**EXERCISE SET:**
- 1) From the ork battle account, copy out the part that opens with the words containing "Those of the" and closes with "the grand cavern.".
- 2) In the ork battle account, what dice did the writer start rolling against the PCs for damage?

**PAGE EXCERPT:**

Most of the orks in the room did not enter combat with the PCs, but I used the mob of 20 Lootas and the ork Nob in megarmor become the challenge. This worked better than I anticipated, as the Deffgun the Lootas use are actually dangerous enough to potentially hard a Chimera from the front. Instead of rolling 20 attack rolls every turn, I figured only 20% of them would have randomly enough power in their gun that turn to hard the chimera - and the PCs got really worried when I started rolling 5d10s against them for damage, sometimes with Penetration too. Also, each time they would get a Righteous Fury, the Chimera would take 1 damage even if the shot would not normally do damage. 

 

Those of the PCs who were exposed in the turret hatch were also being shot at by some Lootas, one being damaged and Stunned once. During this time I mostly ignored the other X Chimeras, thinking they were busy fighting other orks in the grand cavern.

[Saved data entries]

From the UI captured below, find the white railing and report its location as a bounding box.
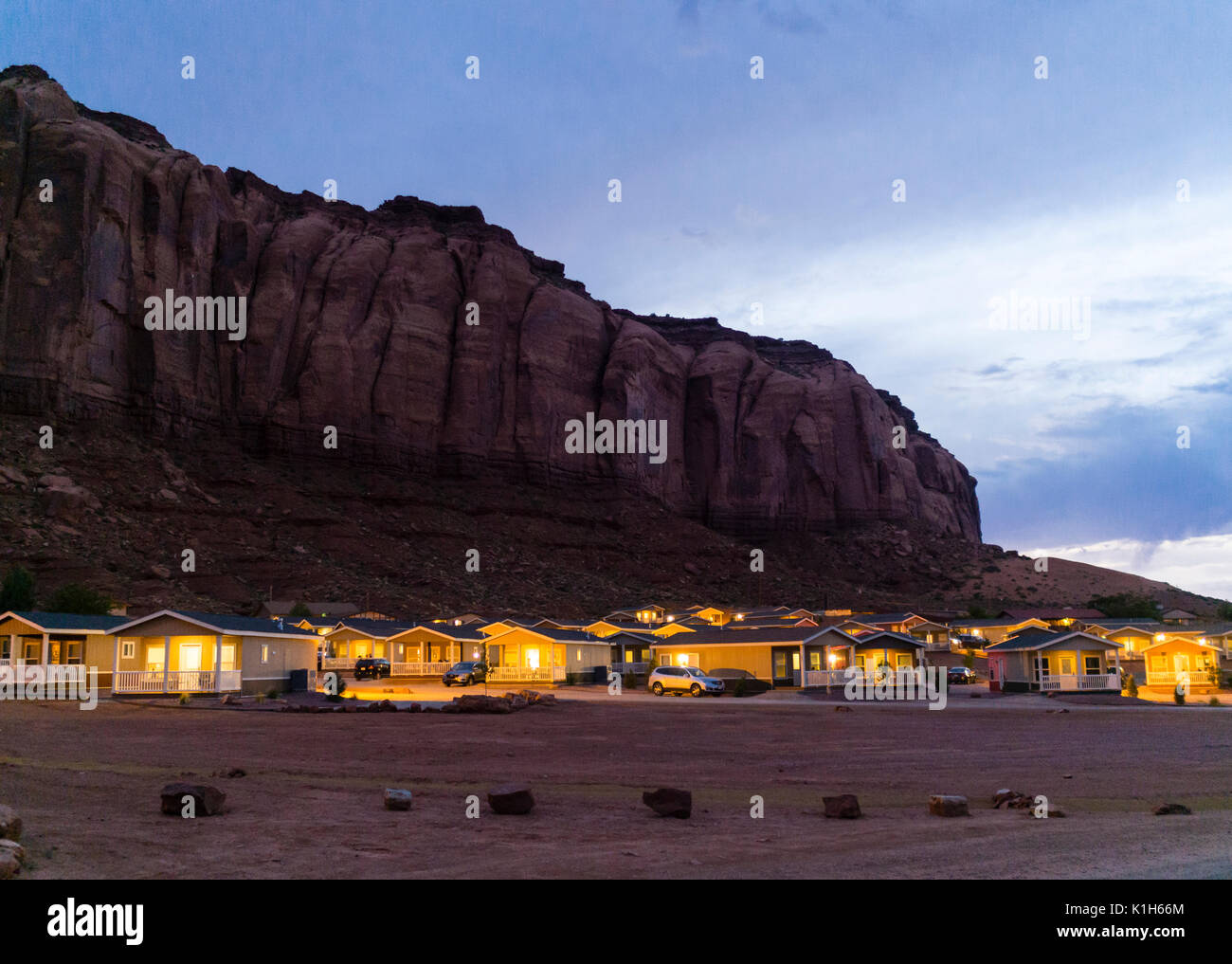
[390,664,453,676]
[805,669,859,686]
[1040,673,1121,692]
[488,665,564,682]
[111,669,242,693]
[0,664,90,686]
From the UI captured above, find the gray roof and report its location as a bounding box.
[337,619,420,640]
[118,609,317,640]
[985,628,1121,652]
[7,609,130,632]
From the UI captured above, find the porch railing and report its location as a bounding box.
[488,665,564,682]
[1040,673,1121,692]
[390,664,453,676]
[111,669,242,693]
[805,669,859,686]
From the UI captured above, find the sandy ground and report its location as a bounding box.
[0,682,1232,879]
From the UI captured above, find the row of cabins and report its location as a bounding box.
[0,604,1232,694]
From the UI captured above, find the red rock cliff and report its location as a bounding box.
[0,66,980,541]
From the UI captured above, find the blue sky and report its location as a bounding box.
[0,0,1232,596]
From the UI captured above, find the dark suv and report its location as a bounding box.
[441,664,488,686]
[354,658,390,680]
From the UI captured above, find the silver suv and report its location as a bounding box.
[645,665,724,697]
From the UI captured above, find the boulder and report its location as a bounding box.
[488,783,534,815]
[0,804,21,841]
[0,464,29,485]
[822,794,860,820]
[161,783,226,817]
[642,788,693,820]
[928,794,970,817]
[0,840,26,865]
[385,787,410,809]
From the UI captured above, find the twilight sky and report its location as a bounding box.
[0,0,1232,598]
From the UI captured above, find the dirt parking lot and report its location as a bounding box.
[0,689,1232,878]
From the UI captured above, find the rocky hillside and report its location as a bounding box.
[0,66,980,547]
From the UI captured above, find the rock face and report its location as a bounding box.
[0,66,980,541]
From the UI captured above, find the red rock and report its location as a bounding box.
[0,68,980,541]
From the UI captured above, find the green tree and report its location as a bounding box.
[0,566,34,612]
[45,582,114,616]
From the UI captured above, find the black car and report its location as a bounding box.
[441,664,488,686]
[354,658,390,680]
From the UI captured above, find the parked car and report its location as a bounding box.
[645,665,726,697]
[441,664,488,686]
[354,657,390,680]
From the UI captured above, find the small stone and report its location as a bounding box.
[385,787,411,809]
[0,841,26,864]
[0,804,21,841]
[928,794,970,817]
[161,783,226,817]
[822,794,860,820]
[488,783,534,815]
[642,788,693,820]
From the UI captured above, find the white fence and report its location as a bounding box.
[390,664,453,676]
[111,669,241,693]
[488,665,564,682]
[1040,673,1121,692]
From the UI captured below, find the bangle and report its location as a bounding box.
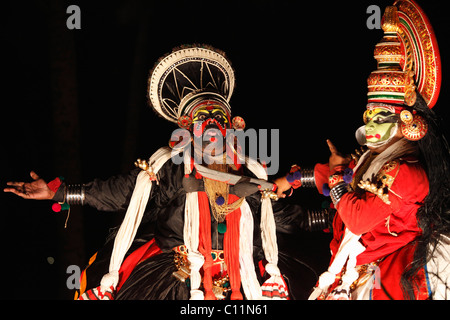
[300,169,316,188]
[65,184,86,205]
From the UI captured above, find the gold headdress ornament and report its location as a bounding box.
[367,0,441,112]
[148,45,235,125]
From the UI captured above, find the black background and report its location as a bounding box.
[0,0,450,299]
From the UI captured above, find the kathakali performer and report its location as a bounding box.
[276,0,450,300]
[5,46,323,300]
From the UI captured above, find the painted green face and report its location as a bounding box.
[364,108,397,143]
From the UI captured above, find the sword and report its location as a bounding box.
[195,164,278,200]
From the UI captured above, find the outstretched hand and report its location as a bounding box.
[327,139,351,171]
[3,171,55,200]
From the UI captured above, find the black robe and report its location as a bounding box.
[55,160,320,300]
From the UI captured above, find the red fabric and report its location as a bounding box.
[324,158,429,300]
[198,192,216,300]
[116,239,162,292]
[372,243,429,300]
[47,178,62,193]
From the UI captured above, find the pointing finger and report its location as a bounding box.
[327,139,338,154]
[30,171,39,180]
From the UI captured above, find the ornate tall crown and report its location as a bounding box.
[148,45,235,123]
[367,0,441,108]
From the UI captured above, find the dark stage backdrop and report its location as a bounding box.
[0,0,450,299]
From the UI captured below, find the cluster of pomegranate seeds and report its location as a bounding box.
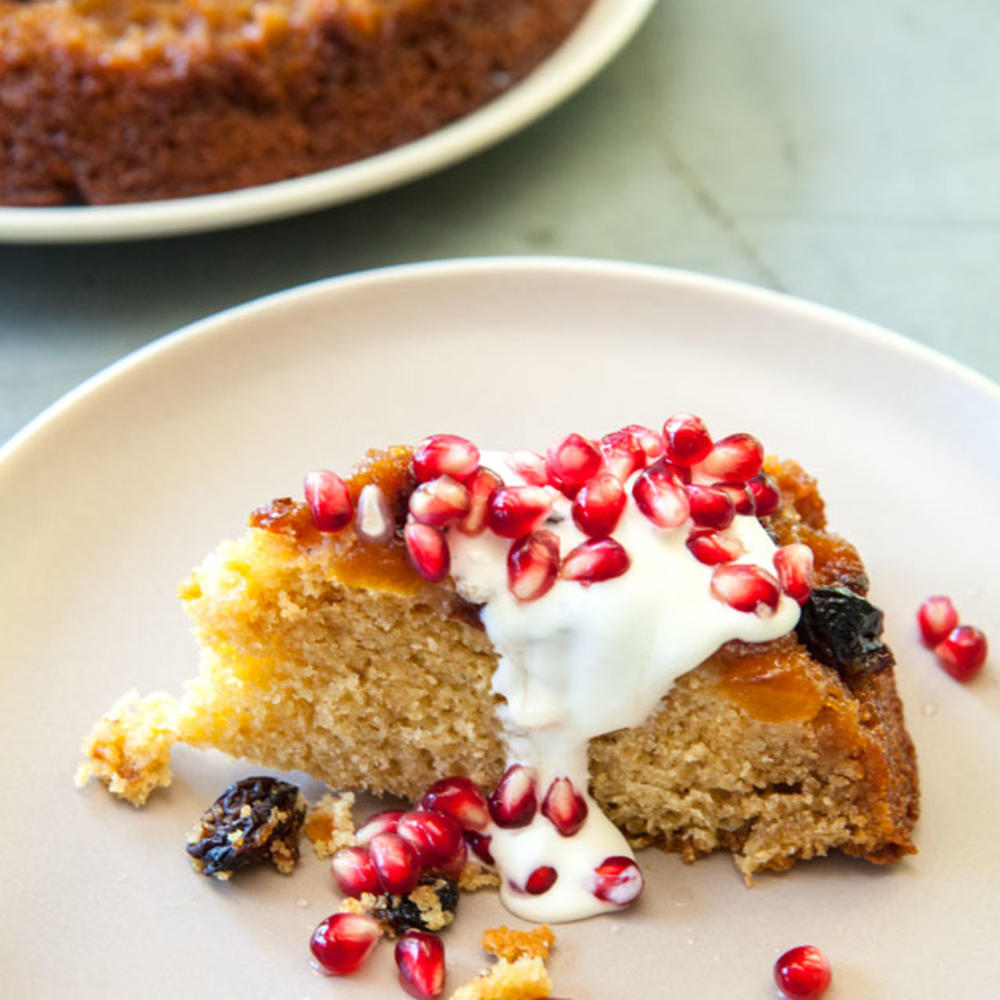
[917,595,989,681]
[774,944,833,1000]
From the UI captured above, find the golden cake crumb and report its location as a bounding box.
[482,924,556,962]
[303,792,358,858]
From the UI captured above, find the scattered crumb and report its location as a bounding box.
[451,956,552,1000]
[303,792,357,858]
[481,924,556,962]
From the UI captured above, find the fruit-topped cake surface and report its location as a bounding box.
[79,414,919,921]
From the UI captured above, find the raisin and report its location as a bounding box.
[371,875,458,935]
[795,587,892,674]
[187,777,306,879]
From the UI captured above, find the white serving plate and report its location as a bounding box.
[0,258,1000,1000]
[0,0,656,243]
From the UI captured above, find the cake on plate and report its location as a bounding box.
[79,414,919,921]
[0,0,590,206]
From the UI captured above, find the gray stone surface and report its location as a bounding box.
[0,0,1000,441]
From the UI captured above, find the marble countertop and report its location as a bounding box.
[0,0,1000,442]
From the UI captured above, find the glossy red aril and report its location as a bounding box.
[456,465,503,535]
[524,865,559,896]
[663,413,712,467]
[303,469,354,531]
[507,530,559,601]
[601,431,649,482]
[409,476,471,528]
[396,930,445,1000]
[632,462,691,528]
[917,594,958,649]
[507,451,549,486]
[572,472,626,538]
[559,538,631,586]
[774,944,833,1000]
[684,484,736,531]
[330,847,382,899]
[368,833,423,895]
[591,856,645,906]
[774,542,815,604]
[396,809,464,868]
[413,434,479,483]
[420,775,490,831]
[934,625,989,681]
[687,528,745,566]
[403,519,451,583]
[486,486,552,538]
[309,913,382,976]
[712,563,781,617]
[354,809,406,847]
[747,472,781,517]
[489,764,538,830]
[542,778,587,837]
[622,424,664,462]
[699,434,764,483]
[545,434,601,496]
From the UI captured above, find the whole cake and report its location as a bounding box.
[79,414,918,920]
[0,0,590,206]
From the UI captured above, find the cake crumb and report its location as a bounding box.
[481,924,556,962]
[303,792,358,858]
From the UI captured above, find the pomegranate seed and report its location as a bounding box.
[304,469,354,531]
[465,830,496,866]
[774,944,833,1000]
[524,865,559,896]
[774,542,815,604]
[601,431,649,483]
[699,434,764,483]
[309,913,382,976]
[396,809,464,868]
[917,595,958,649]
[542,778,587,837]
[396,930,444,1000]
[712,483,757,514]
[410,476,471,528]
[687,528,745,566]
[507,451,549,486]
[330,847,382,899]
[622,424,664,462]
[354,809,406,847]
[486,486,552,538]
[403,520,451,583]
[934,625,989,681]
[559,538,632,587]
[507,530,559,601]
[591,856,645,906]
[420,775,490,831]
[632,461,691,528]
[663,413,712,468]
[545,434,601,497]
[457,465,503,535]
[712,563,781,618]
[573,472,625,538]
[368,833,422,896]
[747,472,781,517]
[413,434,479,483]
[354,483,396,545]
[684,485,736,531]
[489,764,538,830]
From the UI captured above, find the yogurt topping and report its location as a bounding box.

**ANSWERS BY ITEM NUMBER:**
- 1)
Those of the PCs who were exposed in the turret hatch were also being shot at by some Lootas, one being damaged and Stunned once. During this time I mostly ignored the other X Chimeras, thinking they were busy fighting other orks in the grand cavern.

- 2) 5d10s, sometimes with Penetration.